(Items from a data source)
——————
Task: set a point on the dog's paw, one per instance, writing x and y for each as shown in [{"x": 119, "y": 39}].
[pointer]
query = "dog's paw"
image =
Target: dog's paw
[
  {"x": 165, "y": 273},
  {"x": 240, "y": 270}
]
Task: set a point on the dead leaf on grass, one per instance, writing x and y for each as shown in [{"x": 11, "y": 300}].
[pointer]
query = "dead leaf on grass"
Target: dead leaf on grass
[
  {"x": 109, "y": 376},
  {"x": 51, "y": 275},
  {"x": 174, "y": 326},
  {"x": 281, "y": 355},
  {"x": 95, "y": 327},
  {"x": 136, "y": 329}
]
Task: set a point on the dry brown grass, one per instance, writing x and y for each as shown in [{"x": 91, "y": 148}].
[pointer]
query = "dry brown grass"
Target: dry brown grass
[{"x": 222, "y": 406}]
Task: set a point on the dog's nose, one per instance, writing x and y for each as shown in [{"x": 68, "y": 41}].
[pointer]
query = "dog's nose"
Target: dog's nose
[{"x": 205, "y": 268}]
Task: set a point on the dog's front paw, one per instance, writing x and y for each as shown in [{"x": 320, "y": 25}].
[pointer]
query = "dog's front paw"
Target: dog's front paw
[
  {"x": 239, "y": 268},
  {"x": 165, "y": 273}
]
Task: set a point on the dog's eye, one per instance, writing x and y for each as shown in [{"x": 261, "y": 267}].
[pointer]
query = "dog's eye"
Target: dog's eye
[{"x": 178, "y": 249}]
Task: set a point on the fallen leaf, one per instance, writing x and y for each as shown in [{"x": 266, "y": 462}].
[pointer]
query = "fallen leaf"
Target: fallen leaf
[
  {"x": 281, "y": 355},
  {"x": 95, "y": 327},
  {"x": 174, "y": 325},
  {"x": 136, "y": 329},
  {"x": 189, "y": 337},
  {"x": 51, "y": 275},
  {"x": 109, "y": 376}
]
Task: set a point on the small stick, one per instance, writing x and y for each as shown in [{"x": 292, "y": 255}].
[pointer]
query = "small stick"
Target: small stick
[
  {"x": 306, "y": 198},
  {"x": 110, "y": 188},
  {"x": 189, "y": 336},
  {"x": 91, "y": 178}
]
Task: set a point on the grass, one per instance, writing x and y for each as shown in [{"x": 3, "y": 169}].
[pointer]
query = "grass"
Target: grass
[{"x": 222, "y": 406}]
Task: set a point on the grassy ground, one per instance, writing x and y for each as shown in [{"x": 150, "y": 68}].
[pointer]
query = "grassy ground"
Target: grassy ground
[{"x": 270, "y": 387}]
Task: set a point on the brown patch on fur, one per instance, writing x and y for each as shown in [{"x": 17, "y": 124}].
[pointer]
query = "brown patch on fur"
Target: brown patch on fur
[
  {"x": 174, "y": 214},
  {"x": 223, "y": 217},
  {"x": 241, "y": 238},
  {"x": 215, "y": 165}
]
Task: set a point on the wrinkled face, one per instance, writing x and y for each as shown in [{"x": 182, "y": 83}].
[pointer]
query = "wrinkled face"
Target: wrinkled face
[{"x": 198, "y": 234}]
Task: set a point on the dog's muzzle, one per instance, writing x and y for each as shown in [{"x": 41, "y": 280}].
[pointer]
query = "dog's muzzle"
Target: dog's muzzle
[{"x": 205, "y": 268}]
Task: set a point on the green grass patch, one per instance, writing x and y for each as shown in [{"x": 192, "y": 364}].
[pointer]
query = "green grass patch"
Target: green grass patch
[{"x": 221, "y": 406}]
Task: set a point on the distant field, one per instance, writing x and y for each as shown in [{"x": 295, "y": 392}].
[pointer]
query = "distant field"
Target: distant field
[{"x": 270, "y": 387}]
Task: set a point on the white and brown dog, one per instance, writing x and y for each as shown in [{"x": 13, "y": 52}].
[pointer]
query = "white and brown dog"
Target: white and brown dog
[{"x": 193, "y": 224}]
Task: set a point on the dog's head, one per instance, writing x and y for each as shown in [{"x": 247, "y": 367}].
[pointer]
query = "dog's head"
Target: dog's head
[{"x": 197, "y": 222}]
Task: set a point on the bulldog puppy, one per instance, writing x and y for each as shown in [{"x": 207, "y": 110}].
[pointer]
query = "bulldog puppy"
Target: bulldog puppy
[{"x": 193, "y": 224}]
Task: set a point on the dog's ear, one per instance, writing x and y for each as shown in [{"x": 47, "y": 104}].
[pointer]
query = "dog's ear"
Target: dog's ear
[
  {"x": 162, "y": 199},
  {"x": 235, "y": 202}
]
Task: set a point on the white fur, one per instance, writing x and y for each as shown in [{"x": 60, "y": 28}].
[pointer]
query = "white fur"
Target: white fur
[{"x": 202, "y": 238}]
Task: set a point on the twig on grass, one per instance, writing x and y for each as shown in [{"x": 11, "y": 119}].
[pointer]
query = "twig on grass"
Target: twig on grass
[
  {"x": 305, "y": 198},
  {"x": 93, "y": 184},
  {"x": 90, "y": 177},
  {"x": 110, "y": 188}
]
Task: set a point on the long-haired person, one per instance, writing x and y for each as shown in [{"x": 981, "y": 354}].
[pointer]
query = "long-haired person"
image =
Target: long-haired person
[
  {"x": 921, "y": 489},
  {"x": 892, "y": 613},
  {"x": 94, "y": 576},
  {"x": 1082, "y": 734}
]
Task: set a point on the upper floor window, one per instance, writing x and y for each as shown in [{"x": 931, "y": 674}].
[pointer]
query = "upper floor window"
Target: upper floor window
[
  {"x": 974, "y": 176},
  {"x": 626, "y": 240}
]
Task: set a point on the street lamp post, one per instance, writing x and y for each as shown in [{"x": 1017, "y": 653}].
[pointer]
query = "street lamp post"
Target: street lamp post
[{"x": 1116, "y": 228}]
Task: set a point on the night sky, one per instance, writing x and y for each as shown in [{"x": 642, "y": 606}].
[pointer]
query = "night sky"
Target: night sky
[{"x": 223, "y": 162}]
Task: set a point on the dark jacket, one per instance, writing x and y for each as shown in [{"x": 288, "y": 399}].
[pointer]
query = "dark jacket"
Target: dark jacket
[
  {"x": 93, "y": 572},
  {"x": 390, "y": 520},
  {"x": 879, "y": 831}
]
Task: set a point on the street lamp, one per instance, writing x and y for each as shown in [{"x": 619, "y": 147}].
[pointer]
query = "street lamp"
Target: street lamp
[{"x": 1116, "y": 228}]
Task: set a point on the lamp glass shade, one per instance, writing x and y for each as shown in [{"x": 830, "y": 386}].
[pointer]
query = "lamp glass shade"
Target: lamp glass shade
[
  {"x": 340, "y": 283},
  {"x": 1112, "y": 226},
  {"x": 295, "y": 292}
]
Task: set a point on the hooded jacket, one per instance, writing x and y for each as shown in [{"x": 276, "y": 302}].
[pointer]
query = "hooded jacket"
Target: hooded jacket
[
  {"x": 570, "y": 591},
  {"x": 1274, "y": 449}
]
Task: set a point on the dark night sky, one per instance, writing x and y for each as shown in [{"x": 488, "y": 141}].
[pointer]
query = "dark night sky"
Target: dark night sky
——————
Work instruction: Write out an exact copy of every record shown above.

Result of the task:
Task: set a point on the dog's paw, one per instance, writing x and y for each as shown in [{"x": 119, "y": 39}].
[pointer]
query = "dog's paw"
image =
Target: dog's paw
[
  {"x": 165, "y": 273},
  {"x": 240, "y": 270}
]
Task: set a point on the dead leaf on grass, one per instance, writing x and y for each as shown in [{"x": 11, "y": 300}].
[pointer]
query = "dead leaf on grass"
Target: dead leaf on grass
[
  {"x": 109, "y": 376},
  {"x": 51, "y": 275},
  {"x": 174, "y": 326},
  {"x": 281, "y": 355},
  {"x": 95, "y": 327},
  {"x": 136, "y": 329}
]
Task: set a point on the dry brown grass, one per instance, writing x and y for each as shown in [{"x": 91, "y": 148}].
[pointer]
query = "dry brown grass"
Target: dry brown grass
[{"x": 222, "y": 406}]
Task: set a point on the dog's nose, one per instance, writing x and y for each as shown in [{"x": 68, "y": 41}].
[pointer]
query = "dog's nose"
Target: dog's nose
[{"x": 205, "y": 268}]
Task: set a point on the dog's front paw, one per instance, writing x and y for each as shown in [{"x": 320, "y": 25}].
[pointer]
query = "dog's front paw"
Target: dog's front paw
[
  {"x": 239, "y": 268},
  {"x": 165, "y": 273}
]
Task: set a point on the dog's eye, one per instance, writing x and y for each as shown in [{"x": 261, "y": 267}].
[pointer]
query = "dog's eye"
Target: dog's eye
[{"x": 178, "y": 249}]
Task: set a point on the fallen leaf, one per instance, writing x and y for each as shown in [{"x": 266, "y": 462}].
[pointer]
query = "fallen leaf"
Target: fallen leaf
[
  {"x": 281, "y": 355},
  {"x": 95, "y": 327},
  {"x": 174, "y": 325},
  {"x": 136, "y": 329},
  {"x": 189, "y": 337},
  {"x": 51, "y": 275},
  {"x": 109, "y": 376}
]
Task: set a point on the small stick, one per instance, writing x and y for each as shown in [{"x": 292, "y": 255}].
[pointer]
query = "small stick"
Target: small stick
[
  {"x": 306, "y": 198},
  {"x": 110, "y": 188},
  {"x": 189, "y": 336},
  {"x": 91, "y": 178}
]
Task: set a point on the grass, one per instance, writing x and y for each as shown in [{"x": 3, "y": 169}].
[pointer]
query = "grass"
Target: grass
[{"x": 222, "y": 406}]
Task: set a point on the grassy ground, one per instance, writing x and y for each as shown in [{"x": 150, "y": 68}].
[pointer]
query = "grassy ground"
Target: grassy ground
[{"x": 270, "y": 387}]
Task: set a point on the brown patch on fur, one per instance, writing x and y for each as shown in [{"x": 17, "y": 124}].
[pointer]
query = "brown patch on fur"
Target: brown patch on fur
[
  {"x": 174, "y": 214},
  {"x": 223, "y": 217},
  {"x": 241, "y": 238},
  {"x": 215, "y": 165}
]
Task: set a point on the wrinkled face, one per instance, writing x and y for each as shown in [{"x": 182, "y": 83}].
[pointer]
query = "wrinkled face"
Target: wrinkled face
[{"x": 198, "y": 234}]
Task: set a point on the dog's muzzle, one per instance, writing x and y for each as shown in [{"x": 41, "y": 280}].
[pointer]
query = "dog's muzzle"
Target: dog's muzzle
[{"x": 205, "y": 268}]
Task: set a point on the green grass patch, one per instance, writing x and y for each as shown in [{"x": 192, "y": 364}].
[pointer]
query = "green grass patch"
Target: green grass patch
[{"x": 221, "y": 406}]
Task: set a point on the distant field, one per instance, writing x and y for each as shown in [{"x": 295, "y": 392}].
[pointer]
query = "distant field"
Target: distant field
[{"x": 270, "y": 387}]
Task: set a point on the white and brown dog, one per instance, writing x and y for each as shown in [{"x": 13, "y": 52}].
[pointer]
query = "white and brown dog"
Target: white and brown dog
[{"x": 193, "y": 224}]
Task: set a point on the dog's head, one per instance, writing x and y for each as shown in [{"x": 247, "y": 367}].
[pointer]
query = "dog's head"
Target: dog's head
[{"x": 197, "y": 222}]
Task: set a point on the bulldog puppy, one per instance, writing x and y for each as shown in [{"x": 207, "y": 110}].
[pointer]
query = "bulldog puppy"
Target: bulldog puppy
[{"x": 193, "y": 224}]
Task: set a point on the dog's ear, one per instance, writing x and y for each as shown in [{"x": 47, "y": 104}].
[pointer]
query = "dog's ear"
Target: dog's ear
[
  {"x": 162, "y": 199},
  {"x": 235, "y": 202}
]
Task: set a point on the white fur, one per instance, writing x and y for each as shown in [{"x": 60, "y": 28}].
[pointer]
query = "white fur"
Target: white fur
[{"x": 202, "y": 238}]
Task: set a point on the twig on grass, one per instance, writing x and y for each as shown in [{"x": 11, "y": 119}].
[pointer]
query = "twig on grass"
Target: twig on grass
[
  {"x": 305, "y": 198},
  {"x": 93, "y": 184},
  {"x": 90, "y": 177},
  {"x": 110, "y": 188}
]
Task: set a point on the long-haired person, one per instance, writing x and y for each as shown in [{"x": 981, "y": 354}].
[pointer]
query = "long-haired person"
image =
Target: long-haired person
[
  {"x": 921, "y": 489},
  {"x": 892, "y": 613},
  {"x": 94, "y": 576},
  {"x": 1082, "y": 734}
]
Task: set a point on the upper floor window, one per instance, writing x and y for each as shown in [{"x": 931, "y": 674}].
[pointer]
query = "upper floor window"
Target: upper floor window
[
  {"x": 974, "y": 176},
  {"x": 626, "y": 240}
]
Task: set a point on the street lamp post, one per instance, writing x and y for each as shown in [{"x": 1017, "y": 653}].
[pointer]
query = "street lamp post"
Target: street lamp post
[{"x": 1116, "y": 228}]
Task: set a point on the night sky, one per instance, writing x and y for each as shown in [{"x": 642, "y": 606}].
[pointer]
query = "night sky"
Target: night sky
[{"x": 223, "y": 162}]
Task: set a point on the dark jacket, one per instance, writing x and y for each as shown in [{"x": 288, "y": 399}].
[pointer]
query = "dark jacket"
Target: dark jacket
[
  {"x": 93, "y": 572},
  {"x": 390, "y": 520},
  {"x": 879, "y": 831}
]
Task: set a point on the street lamp, one per instance, writing x and y for each as shown in [{"x": 619, "y": 147}].
[pointer]
query = "street lamp"
Target: street lamp
[{"x": 1116, "y": 228}]
Task: set a point on the lamp glass shade, one per instance, writing x and y for each as shown in [{"x": 830, "y": 386}].
[pointer]
query = "lamp glass shade"
Target: lamp glass shade
[
  {"x": 340, "y": 283},
  {"x": 1112, "y": 226},
  {"x": 295, "y": 292}
]
Task: set a point on the hooded jacket, one per instance, writing x and y for each as shown in [{"x": 276, "y": 302}].
[pointer]
query = "hooded jacket"
Target: hooded jacket
[
  {"x": 570, "y": 591},
  {"x": 1274, "y": 449}
]
Task: set a point on the dark night sky, one per instance, writing x and y for each as shown in [{"x": 488, "y": 141}].
[pointer]
query = "dark night sky"
Target: dark night sky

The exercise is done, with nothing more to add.